Валентина Малявина рассказывает, как однажды он пришел в дом, где они жили с Павлом Арсеновым.
«Звонок в дверь. Пьяненький Гена как-то странно придерживает полы пальто. Распахнул их, а там — великолепная икона. Очень старая. Он ставит ее в спальне на столик. Я спрашиваю Гену:
— А где Инна?
— Не знаю.
Стало понятно, что Гена с Инной в трудных отношениях. Гена грустно сказал:
— По-моему, это конец.
В этот вечер мы припозднились за интересным разговором. Павлик сказал тихонько:
— Ему некуда идти. Пусть останется у нас.
…Когда коньяк кончился, Гена поинтересовался:
— А который теперь час?
— Два.
— Он не спит.
— Кто?
— Габрилович. Я схожу к нему, возьму что-нибудь. Он мало пьет. У него всегда есть.
Дом, где жили писатели и драматурги, рядом, и Гена мигом обернулся. Как ни странно, принес полную бутылку „Наполеона“…
В середине дня Гена уехал. До этого визита Гена бывал у нас. Всегда один».
… В сущности, такая и должна быть судьба у поэта: неустроенность, несчастья, одиночество…
Михаил Веллер в книге «О любви», которую я уже упоминала, пишет: «Вся человеческая культура по большей части замешана на страдании. Среди художников редко-редко встретишь счастливого человека. Страдание будит душу… В страдании больше мощи, чем в счастье, оно в своем роде острее, богаче, сильнее счастья, оно в трагедии стремится к самому пределу человеческих возможностей; счастье переносимо почти всегда — жестокая пытка непереносима почти никогда».
Благородство страдания и даже его человеческая необходимость — в том, что оно есть внутренний стимул к многочувствованию, размышлению и свершениям действий, что и есть суть человека.
«Поэтам следует печаль», — эхом откликается Шпаликов.

◆ Исходные записи:
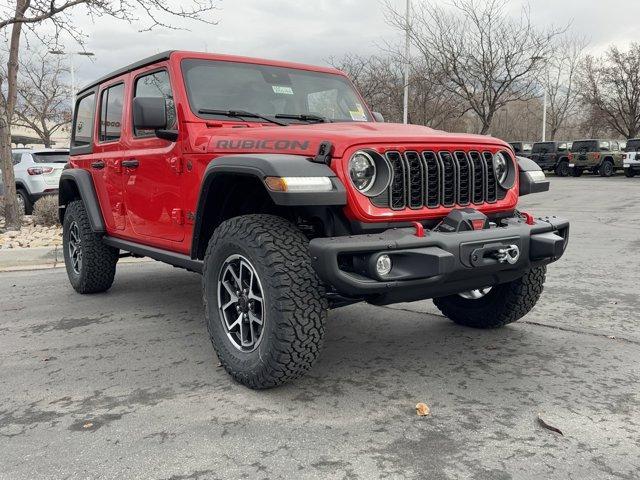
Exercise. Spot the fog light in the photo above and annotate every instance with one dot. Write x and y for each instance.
(383, 265)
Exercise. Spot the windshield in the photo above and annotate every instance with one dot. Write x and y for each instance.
(543, 147)
(50, 157)
(270, 91)
(584, 145)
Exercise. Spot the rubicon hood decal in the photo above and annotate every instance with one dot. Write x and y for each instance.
(262, 145)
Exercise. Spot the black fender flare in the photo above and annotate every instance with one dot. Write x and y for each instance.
(77, 183)
(265, 165)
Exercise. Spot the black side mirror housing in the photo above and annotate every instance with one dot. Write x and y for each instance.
(149, 113)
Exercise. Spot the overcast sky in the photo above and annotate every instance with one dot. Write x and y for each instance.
(312, 31)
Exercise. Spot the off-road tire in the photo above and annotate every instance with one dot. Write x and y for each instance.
(28, 206)
(606, 169)
(99, 261)
(562, 169)
(296, 305)
(504, 303)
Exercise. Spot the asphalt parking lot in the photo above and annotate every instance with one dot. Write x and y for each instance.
(126, 384)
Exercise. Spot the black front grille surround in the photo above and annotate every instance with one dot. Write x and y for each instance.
(442, 178)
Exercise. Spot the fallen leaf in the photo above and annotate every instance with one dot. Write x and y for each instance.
(548, 426)
(422, 410)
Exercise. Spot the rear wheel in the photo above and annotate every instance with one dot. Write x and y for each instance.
(606, 169)
(562, 170)
(91, 265)
(497, 306)
(264, 304)
(25, 207)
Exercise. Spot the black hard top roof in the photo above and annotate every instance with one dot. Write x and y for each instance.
(134, 66)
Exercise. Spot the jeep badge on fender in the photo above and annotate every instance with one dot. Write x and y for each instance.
(276, 182)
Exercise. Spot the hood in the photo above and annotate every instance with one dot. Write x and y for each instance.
(305, 139)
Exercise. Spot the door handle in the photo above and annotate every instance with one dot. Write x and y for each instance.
(131, 164)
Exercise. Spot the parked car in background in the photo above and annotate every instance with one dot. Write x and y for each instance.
(522, 149)
(37, 174)
(597, 156)
(631, 160)
(552, 156)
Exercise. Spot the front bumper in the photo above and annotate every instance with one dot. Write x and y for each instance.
(437, 264)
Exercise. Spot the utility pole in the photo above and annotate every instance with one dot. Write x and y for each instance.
(407, 66)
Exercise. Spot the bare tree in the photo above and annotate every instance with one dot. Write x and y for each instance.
(30, 14)
(488, 58)
(43, 96)
(380, 79)
(563, 94)
(611, 89)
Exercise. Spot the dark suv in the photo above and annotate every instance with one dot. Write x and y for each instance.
(552, 156)
(602, 157)
(522, 149)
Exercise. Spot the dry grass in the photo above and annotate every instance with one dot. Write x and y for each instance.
(45, 211)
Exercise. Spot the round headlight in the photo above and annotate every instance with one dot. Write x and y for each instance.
(501, 167)
(362, 170)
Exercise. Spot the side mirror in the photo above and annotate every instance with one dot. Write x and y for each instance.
(149, 113)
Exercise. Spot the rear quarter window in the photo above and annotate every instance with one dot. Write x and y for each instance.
(83, 121)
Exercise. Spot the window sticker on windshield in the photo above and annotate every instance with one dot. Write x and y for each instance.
(282, 90)
(358, 114)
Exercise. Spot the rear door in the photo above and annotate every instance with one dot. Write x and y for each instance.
(153, 181)
(106, 166)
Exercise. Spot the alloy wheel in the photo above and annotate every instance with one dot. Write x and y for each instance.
(241, 303)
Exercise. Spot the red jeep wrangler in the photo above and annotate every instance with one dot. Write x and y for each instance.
(276, 182)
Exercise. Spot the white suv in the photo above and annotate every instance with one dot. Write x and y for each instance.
(37, 173)
(631, 159)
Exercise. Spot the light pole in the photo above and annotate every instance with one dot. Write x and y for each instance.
(72, 69)
(544, 97)
(407, 52)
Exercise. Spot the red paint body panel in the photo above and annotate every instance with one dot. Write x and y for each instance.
(145, 205)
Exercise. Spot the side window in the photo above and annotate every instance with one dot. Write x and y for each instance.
(111, 101)
(83, 123)
(156, 84)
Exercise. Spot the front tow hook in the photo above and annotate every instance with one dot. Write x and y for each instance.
(510, 255)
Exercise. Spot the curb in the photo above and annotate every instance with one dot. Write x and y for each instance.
(16, 259)
(24, 257)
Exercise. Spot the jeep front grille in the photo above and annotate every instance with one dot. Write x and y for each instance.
(439, 179)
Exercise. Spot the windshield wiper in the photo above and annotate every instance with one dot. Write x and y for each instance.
(304, 117)
(240, 114)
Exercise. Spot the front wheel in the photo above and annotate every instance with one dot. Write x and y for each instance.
(91, 265)
(497, 306)
(264, 304)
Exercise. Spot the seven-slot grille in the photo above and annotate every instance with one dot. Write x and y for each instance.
(439, 179)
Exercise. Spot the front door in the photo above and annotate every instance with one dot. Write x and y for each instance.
(152, 170)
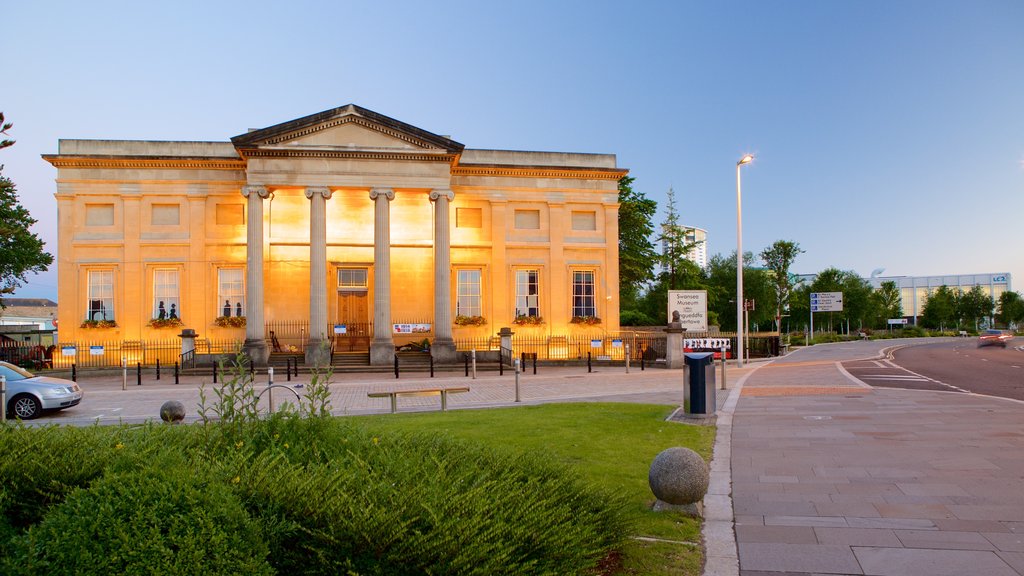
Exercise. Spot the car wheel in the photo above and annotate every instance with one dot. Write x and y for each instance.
(26, 407)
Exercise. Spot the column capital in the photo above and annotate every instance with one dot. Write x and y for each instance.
(323, 191)
(441, 192)
(260, 191)
(385, 192)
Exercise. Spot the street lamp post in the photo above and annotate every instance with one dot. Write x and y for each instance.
(747, 159)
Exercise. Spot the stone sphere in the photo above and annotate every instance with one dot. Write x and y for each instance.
(172, 411)
(678, 476)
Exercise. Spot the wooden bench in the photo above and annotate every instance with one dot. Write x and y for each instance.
(393, 395)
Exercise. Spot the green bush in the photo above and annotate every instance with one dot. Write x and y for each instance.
(164, 520)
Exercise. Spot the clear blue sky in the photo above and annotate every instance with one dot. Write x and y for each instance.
(888, 134)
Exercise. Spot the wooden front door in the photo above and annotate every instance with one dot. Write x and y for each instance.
(353, 315)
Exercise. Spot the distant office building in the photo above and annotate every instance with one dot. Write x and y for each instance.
(914, 289)
(698, 254)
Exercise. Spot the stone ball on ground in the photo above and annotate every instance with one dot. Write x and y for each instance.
(172, 411)
(679, 476)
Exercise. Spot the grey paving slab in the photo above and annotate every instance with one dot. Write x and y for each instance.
(921, 562)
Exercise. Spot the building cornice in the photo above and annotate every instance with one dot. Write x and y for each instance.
(539, 172)
(145, 162)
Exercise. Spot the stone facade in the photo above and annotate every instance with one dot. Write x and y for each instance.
(346, 217)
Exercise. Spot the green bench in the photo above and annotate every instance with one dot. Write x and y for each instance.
(393, 395)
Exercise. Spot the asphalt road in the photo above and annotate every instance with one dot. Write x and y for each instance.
(950, 365)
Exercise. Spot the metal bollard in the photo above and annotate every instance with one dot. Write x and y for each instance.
(269, 386)
(723, 367)
(515, 365)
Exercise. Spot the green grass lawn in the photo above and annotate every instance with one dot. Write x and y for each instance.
(610, 445)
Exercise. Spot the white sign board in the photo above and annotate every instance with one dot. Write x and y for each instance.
(692, 309)
(826, 301)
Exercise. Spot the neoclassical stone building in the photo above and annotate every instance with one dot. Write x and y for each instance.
(371, 231)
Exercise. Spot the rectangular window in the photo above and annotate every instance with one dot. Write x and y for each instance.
(230, 292)
(527, 292)
(100, 295)
(230, 214)
(166, 214)
(166, 299)
(468, 217)
(468, 300)
(352, 278)
(98, 214)
(584, 220)
(584, 303)
(527, 219)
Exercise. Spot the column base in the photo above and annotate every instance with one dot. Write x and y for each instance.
(257, 352)
(382, 353)
(317, 354)
(443, 352)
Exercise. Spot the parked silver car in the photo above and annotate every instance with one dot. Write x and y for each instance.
(29, 396)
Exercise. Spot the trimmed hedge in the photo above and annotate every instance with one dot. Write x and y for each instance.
(292, 496)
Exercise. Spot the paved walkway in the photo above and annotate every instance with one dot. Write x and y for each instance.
(829, 476)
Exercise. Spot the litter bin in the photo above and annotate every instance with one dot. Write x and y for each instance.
(701, 382)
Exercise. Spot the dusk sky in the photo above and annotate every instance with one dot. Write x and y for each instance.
(887, 133)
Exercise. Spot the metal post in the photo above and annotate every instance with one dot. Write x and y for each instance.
(515, 365)
(723, 367)
(269, 386)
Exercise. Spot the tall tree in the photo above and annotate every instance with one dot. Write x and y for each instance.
(777, 258)
(637, 256)
(20, 250)
(675, 247)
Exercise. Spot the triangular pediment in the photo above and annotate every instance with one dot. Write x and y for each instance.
(346, 129)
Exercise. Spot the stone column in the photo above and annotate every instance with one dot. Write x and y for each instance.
(317, 347)
(443, 346)
(382, 346)
(255, 345)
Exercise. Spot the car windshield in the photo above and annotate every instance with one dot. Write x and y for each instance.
(13, 372)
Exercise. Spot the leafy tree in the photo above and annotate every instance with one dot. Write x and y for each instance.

◆ Задание:
Воспроизведите слово в слово фрагмент отрывка о Шпаликове, который открывается словами «Стало понятно, что» и завершается словами «останется у нас.». Записи для работы не понадобятся.

◆ Решение:
Стало понятно, что Гена с Инной в трудных отношениях. Гена грустно сказал:
— По-моему, это конец.
В этот вечер мы припозднились за интересным разговором. Павлик сказал тихонько:
— Ему некуда идти. Пусть останется у нас.